#### Extracted records:
|---|
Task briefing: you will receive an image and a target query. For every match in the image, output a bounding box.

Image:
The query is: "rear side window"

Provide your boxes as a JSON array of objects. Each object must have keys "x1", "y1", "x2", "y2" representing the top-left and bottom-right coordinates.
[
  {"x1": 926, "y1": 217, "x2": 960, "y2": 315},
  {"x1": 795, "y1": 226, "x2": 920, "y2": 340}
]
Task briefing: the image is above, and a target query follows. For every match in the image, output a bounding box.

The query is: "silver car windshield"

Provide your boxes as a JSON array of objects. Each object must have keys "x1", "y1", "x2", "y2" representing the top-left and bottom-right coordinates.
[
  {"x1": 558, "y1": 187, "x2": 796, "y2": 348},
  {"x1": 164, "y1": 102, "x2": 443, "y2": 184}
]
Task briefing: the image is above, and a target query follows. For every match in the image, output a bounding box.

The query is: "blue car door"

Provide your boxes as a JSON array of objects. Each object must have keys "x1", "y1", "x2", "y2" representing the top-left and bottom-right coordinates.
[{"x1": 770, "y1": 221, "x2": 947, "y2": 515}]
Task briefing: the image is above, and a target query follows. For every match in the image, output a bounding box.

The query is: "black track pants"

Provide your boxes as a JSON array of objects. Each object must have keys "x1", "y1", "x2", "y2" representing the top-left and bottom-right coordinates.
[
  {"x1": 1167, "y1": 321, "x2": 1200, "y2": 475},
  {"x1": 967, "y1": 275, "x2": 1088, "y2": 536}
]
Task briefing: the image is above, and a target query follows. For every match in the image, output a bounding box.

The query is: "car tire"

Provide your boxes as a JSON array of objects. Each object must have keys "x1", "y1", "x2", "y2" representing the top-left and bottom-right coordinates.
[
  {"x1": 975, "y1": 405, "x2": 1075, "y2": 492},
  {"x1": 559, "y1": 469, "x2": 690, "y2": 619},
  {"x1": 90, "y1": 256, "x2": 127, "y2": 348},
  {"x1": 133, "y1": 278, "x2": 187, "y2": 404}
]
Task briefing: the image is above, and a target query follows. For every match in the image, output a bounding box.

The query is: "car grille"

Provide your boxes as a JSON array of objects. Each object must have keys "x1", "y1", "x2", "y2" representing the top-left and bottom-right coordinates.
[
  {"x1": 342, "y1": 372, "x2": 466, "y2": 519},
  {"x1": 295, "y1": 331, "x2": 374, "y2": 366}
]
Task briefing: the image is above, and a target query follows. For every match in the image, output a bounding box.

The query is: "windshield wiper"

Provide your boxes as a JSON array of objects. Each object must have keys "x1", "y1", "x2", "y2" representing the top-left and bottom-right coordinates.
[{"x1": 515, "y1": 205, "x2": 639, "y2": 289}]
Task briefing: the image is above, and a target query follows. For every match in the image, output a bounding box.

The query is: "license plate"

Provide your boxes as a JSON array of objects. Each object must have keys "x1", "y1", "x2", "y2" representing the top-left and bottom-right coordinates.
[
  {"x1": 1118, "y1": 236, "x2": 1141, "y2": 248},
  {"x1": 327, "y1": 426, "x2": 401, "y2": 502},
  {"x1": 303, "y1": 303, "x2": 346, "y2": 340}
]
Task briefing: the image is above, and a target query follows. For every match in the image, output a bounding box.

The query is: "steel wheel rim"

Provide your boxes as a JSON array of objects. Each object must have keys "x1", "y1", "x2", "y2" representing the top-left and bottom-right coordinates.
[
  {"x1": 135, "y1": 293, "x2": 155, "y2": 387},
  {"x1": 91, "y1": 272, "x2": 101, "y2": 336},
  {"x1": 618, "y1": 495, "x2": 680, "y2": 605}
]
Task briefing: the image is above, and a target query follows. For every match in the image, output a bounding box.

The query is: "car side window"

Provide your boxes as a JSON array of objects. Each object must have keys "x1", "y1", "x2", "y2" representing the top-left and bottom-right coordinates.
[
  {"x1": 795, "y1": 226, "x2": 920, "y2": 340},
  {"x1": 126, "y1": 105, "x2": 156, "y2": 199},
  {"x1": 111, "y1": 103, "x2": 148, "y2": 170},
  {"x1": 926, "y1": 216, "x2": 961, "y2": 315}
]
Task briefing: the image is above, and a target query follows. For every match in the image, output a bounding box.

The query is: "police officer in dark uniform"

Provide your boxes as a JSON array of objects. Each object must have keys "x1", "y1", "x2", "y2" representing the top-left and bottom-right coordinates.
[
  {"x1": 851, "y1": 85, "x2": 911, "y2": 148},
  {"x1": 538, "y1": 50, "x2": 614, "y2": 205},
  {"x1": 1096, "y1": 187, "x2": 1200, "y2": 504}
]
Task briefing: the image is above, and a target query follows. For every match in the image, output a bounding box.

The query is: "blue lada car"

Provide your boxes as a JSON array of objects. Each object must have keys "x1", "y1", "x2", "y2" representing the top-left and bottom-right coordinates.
|---|
#### Task brief:
Repeat the entries above verbatim.

#### Output for this task:
Task briefing: you will receive an image and a target query. For every match in the image, output a bounding box.

Image:
The query is: "rear side window"

Provide your boxes as a JSON array of objects. Each object must have keys "x1", "y1", "x2", "y2" representing the top-left and bottom-right coordinates.
[
  {"x1": 926, "y1": 217, "x2": 960, "y2": 315},
  {"x1": 795, "y1": 226, "x2": 920, "y2": 340}
]
Task briefing: the image is above, and a target query follows. For every match in the image, output a bounding box.

The query is: "silver car windshield"

Provide your boxes as a JSON array of objects. Each object must have keys "x1", "y1", "x2", "y2" representing the top-left and bottom-right coordinates.
[
  {"x1": 558, "y1": 187, "x2": 796, "y2": 348},
  {"x1": 164, "y1": 102, "x2": 443, "y2": 184}
]
Task briefing: the image is above, and a target query follows. For every match in the image, output a bounding box.

The query is: "blue car door"

Provide your boxes as a JSON array of objects. Each object must have keys "x1", "y1", "x2", "y2" representing the top-left and bottom-right coordinates.
[{"x1": 770, "y1": 221, "x2": 947, "y2": 515}]
Task briefing: the image is above, and a target query follows. For every match in the image, output a bounding box.

The query is: "black track pants"

Provide your boxes as a JSON array of objects. Each object must have keys "x1", "y1", "x2", "y2" representing the top-left and bottom-right coordinates.
[
  {"x1": 1167, "y1": 321, "x2": 1200, "y2": 475},
  {"x1": 967, "y1": 275, "x2": 1088, "y2": 536}
]
Task briefing: the image is above, and a target query follows. For every match in the image, output a bounding box.

The query is: "car tire"

Provide your boxes as a JSON array of objects. Each object must have keys "x1", "y1", "x2", "y2" representing the top-left and bottom-right coordinates.
[
  {"x1": 975, "y1": 405, "x2": 1075, "y2": 492},
  {"x1": 559, "y1": 469, "x2": 690, "y2": 619},
  {"x1": 90, "y1": 256, "x2": 127, "y2": 348},
  {"x1": 133, "y1": 278, "x2": 187, "y2": 404}
]
Task briefing: the image is above, and a target query follows. For every match in the image, output a bounding box.

The query is: "car grille"

Provide your boxes as a JSON array of objects. Each object must have keys "x1", "y1", "x2", "y2" representing the top-left and bottom-right coordinates.
[
  {"x1": 342, "y1": 372, "x2": 466, "y2": 519},
  {"x1": 295, "y1": 331, "x2": 374, "y2": 366}
]
Task briefing: the image is above, and a target query follows. For every match in the image, output a bounding box.

The query is: "windshield wiper"

Provide your boxes as a JSON array of objects. Each object must have keys "x1", "y1", "x2", "y2" representing the top-left and bottom-right coordinates.
[{"x1": 515, "y1": 205, "x2": 639, "y2": 289}]
Task briefing: the image is above, and a target query follows. For every match in the image, output a bounding box.

The query is: "license plate"

Provide your boxes as a JSON array of objects. Each object must have keys "x1", "y1", "x2", "y2" representing the top-left and bottom-right coordinates.
[
  {"x1": 1118, "y1": 236, "x2": 1141, "y2": 248},
  {"x1": 327, "y1": 426, "x2": 401, "y2": 502},
  {"x1": 303, "y1": 303, "x2": 346, "y2": 340}
]
Task briefing: the image is above, and a target query follows. For every match in the image, output a bounding box.

The query is: "steel wheel rim"

Provide your boxes as a JSON array of objects. Each object must have keys "x1", "y1", "x2", "y2" representing the top-left and bottom-right coordinates.
[
  {"x1": 135, "y1": 293, "x2": 155, "y2": 387},
  {"x1": 91, "y1": 272, "x2": 101, "y2": 336},
  {"x1": 618, "y1": 495, "x2": 680, "y2": 605}
]
Task briefing: the image is above, and a target query follows. For every match in the image, output a bounding box.

The query is: "car side window"

Provide your boxes as a JSON array of objects. Each object must have keys "x1", "y1", "x2", "y2" representing the top-left and bottom-right coordinates.
[
  {"x1": 795, "y1": 226, "x2": 920, "y2": 340},
  {"x1": 126, "y1": 105, "x2": 156, "y2": 199},
  {"x1": 111, "y1": 103, "x2": 148, "y2": 170},
  {"x1": 926, "y1": 216, "x2": 961, "y2": 315}
]
Task briefing: the image is above, and a target query follows. For every match in the image, output a bounding box.

The query is: "police officer in dark uniform"

Provide your boxes as a JSON array of objects. Each object must have keys "x1", "y1", "x2", "y2" representing the top-left and bottom-right coordinates.
[
  {"x1": 851, "y1": 85, "x2": 911, "y2": 148},
  {"x1": 538, "y1": 50, "x2": 614, "y2": 205},
  {"x1": 1096, "y1": 187, "x2": 1200, "y2": 504}
]
Task briefing: the image is above, and a target query follows. For every match in the image, output a bounding box.

The query is: "blue lada car"

Provide your boxes as a JSON array of objects. Each object must have keys "x1", "y1", "x2", "y2" representing the top-left and bottom-right coordinates.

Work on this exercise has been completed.